_Instructions for the task:_
A line belongs in the answer only if it contains the word "barrier"; copy every such line from the listing below.

_Dataset:_
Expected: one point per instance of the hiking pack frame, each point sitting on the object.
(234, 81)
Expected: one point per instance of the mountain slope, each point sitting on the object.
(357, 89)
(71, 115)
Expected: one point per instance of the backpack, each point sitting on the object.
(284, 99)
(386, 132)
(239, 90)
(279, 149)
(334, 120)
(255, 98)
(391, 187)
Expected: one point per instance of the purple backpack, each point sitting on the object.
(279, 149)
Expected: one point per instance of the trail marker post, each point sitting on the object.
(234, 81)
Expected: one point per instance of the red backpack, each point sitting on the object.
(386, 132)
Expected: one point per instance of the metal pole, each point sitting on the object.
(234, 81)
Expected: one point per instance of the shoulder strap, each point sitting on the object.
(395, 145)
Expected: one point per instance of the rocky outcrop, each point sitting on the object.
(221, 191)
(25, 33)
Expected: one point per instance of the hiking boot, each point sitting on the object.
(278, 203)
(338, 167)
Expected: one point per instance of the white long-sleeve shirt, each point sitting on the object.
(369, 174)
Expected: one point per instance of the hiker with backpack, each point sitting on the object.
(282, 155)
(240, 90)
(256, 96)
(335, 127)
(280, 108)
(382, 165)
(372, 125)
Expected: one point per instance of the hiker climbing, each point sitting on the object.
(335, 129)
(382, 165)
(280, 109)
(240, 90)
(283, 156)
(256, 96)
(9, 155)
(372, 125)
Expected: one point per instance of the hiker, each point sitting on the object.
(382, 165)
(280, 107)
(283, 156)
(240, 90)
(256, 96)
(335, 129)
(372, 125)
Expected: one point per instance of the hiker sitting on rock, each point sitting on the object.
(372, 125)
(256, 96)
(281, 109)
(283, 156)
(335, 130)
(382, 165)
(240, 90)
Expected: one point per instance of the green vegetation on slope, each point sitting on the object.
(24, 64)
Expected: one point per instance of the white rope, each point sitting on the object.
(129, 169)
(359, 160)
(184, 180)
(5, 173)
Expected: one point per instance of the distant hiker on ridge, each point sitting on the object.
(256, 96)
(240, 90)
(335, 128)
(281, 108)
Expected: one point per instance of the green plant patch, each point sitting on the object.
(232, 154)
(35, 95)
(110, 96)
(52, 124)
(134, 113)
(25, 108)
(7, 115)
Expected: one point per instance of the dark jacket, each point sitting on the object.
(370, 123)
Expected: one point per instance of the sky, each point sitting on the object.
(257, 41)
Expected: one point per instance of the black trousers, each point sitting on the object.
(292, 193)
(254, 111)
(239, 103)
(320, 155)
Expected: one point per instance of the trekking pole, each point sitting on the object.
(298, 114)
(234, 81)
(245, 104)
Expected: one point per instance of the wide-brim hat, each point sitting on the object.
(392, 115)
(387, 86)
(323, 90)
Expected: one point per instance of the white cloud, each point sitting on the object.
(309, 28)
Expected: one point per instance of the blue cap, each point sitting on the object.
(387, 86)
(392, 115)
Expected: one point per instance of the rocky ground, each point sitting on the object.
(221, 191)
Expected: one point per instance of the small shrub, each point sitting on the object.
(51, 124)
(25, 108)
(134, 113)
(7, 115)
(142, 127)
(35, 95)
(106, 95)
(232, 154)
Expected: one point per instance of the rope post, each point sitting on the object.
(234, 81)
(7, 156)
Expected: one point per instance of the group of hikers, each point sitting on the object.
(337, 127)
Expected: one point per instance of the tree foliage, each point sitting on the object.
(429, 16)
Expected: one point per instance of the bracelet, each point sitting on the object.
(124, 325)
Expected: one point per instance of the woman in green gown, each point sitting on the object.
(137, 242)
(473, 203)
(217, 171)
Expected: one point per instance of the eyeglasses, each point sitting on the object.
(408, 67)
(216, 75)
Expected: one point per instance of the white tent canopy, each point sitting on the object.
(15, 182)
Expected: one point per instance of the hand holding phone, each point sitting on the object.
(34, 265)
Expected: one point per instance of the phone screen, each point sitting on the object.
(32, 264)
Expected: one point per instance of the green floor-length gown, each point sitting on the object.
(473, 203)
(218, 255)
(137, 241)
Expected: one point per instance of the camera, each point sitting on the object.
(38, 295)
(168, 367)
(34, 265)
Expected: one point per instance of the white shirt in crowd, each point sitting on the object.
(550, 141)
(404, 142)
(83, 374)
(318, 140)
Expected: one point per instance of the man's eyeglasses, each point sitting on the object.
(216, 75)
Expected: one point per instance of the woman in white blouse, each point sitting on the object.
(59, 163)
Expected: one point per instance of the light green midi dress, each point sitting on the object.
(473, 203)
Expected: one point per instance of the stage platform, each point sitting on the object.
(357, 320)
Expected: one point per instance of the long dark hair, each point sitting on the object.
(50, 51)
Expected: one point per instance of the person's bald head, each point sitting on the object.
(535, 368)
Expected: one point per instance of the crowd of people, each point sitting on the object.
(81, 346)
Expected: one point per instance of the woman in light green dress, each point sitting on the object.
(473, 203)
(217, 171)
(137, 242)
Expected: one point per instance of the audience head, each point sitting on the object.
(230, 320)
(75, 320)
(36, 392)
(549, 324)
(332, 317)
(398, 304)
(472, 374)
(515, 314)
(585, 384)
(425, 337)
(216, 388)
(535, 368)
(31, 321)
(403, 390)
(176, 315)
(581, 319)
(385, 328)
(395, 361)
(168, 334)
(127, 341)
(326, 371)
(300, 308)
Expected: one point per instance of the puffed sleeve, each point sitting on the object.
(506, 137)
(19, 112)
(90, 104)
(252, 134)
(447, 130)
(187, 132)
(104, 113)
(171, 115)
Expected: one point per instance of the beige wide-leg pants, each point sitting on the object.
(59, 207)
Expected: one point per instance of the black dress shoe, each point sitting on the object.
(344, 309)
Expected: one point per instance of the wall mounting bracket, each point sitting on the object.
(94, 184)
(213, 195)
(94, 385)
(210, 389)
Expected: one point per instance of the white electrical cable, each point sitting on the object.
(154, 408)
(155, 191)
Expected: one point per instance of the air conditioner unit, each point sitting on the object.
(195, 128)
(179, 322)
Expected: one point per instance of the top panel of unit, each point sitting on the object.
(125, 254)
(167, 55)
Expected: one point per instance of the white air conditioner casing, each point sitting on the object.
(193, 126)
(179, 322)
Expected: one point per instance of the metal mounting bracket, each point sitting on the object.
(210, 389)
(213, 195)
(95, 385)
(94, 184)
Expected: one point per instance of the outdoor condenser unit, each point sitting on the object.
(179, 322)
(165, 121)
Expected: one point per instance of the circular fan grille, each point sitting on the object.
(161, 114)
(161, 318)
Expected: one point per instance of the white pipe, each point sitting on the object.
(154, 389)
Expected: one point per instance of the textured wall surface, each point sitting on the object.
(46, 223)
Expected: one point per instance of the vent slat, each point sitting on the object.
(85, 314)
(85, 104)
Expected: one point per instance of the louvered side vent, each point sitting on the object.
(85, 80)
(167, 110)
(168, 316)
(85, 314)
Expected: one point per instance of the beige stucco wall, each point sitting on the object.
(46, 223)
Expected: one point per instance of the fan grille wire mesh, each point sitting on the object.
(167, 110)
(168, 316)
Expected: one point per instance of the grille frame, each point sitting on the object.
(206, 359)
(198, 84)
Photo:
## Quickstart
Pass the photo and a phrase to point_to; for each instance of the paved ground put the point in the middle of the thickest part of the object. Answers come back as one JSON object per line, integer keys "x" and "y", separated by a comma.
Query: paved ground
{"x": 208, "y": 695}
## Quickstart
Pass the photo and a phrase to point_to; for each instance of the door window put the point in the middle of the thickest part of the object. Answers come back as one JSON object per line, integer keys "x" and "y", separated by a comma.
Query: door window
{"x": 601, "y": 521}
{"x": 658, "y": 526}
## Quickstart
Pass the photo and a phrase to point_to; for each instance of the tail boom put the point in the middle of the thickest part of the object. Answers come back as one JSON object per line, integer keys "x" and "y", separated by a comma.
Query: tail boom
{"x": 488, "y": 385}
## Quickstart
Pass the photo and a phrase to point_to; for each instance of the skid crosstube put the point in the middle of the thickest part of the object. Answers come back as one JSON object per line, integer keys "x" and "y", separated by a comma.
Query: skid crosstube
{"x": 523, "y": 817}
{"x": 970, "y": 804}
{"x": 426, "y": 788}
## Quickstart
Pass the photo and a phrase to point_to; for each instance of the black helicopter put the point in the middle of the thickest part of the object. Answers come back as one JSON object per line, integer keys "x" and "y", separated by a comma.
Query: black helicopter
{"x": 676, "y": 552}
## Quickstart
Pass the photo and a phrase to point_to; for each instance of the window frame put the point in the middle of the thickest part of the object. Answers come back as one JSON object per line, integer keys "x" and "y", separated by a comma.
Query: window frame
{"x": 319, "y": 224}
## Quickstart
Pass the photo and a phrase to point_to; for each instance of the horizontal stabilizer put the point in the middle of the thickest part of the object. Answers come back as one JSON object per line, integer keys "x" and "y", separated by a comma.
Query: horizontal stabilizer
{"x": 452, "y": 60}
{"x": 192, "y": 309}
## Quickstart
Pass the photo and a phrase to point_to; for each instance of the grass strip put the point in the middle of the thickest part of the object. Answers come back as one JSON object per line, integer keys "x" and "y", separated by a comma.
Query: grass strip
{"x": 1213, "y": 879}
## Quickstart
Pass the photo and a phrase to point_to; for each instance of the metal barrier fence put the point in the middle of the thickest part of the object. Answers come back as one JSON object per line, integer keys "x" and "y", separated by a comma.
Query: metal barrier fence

_Answer below:_
Pass the photo and a phrase to point_to; for each instance of the metal barrier fence put the point in the middle of the thickest part of the object. Answers come back as one JSON object per line, integer keys "x" and "y", separated by a comma.
Query: metal barrier fence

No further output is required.